## THINGS TO DO
• a. Using the book review, answer each question on its own line, marking the answers (i), (ii) and (iii) to match:
(i) At which university is Ron McCoy a professor of history?
(ii) Who edited Earth & Sky?
(iii) Which people does "The Song of the Sky Loom" come from?
• b. In one to three sentences, explain why the song quoted in the book review asks Earth and Sky to weave a garment of brightness.
• c. Write the next part of the book review about Earth & Sky, picking up right after its last sentence.

## TEXT PROVIDED
★ ★ ★ ★ ★
Section : BOOK WORLD
Issue Date : 10 / 1992  3,419 Words
Author : Ron McCoy
Ron McCoy is professor of history at Emporia State University (Kansas). His article "She of Myth and Memory: The Remarkable Legend of Sacagawea" appeared in the March 2002 issue of The World & I.

       EARTH & SKY
       Visions of the Cosmos in Native American Folklore
       Edited by Ray A. Williamson and Claire R. Farrer
       Albuqerque, N.M.: University of New Mexico Press, 1992
       289 pp., $ 25.00
       
       O our Mother the Earth, O our Father the Sky.
       Your children are we, and with tired backs
       We bring you the gifts that you love.
       Then weave for us a garment of brightness;
       May the warp be the white light of morning,
       May the weft be the red light of evening.
       May the fringes be the falling rain,
       May the border be the standing rainbow.
       Thus weave for us a garment of brightness
       That we may walk fittingly where birds sing.
       That we may walk fittingly where grass is green.
       O our Mother the Earth, O our Father the Sky.
       
       So runs "The Song of the Sky Loom," which comes from the Tewas of New Mexico's Rio Grande Valley. Even in translation, the sentiments underlying these words possess a capacity for dispelling the banal by making way for the profound. As Von Del Chamberlain, director of Salt Lake City's Hanson Planetarium, opines, they conjure up the sense of a "border between earth and sky."
★ ★ ★ ★ ★
## DATA EXCERPT
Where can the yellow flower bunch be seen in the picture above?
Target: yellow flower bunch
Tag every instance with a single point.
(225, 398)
★ ★ ★ ★ ★
## ANSWERS FOR THE EXERCISE
• a.
(i) Emporia State University (Kansas)
(ii) Ray A. Williamson and Claire R. Farrer
(iii) The Tewas of New Mexico's Rio Grande Valley

• b. The song asks for the garment of brightness so that the singers "may walk fittingly where birds sing" and "may walk fittingly where grass is green."

• c.
       
       But what's an astronomer doing, commenting on a North American Indian song? Isn't that like an anthropologist talking about astronomy? Or a historian delving into folklore? A folklorist racing toward the library's history section? Certainly, because interdisciplinary is the watch word in Native American studies, as once-rigid walls bounding areas of interest--and nourishing narrowness of focus--come down. A case in point: Native American sky watching.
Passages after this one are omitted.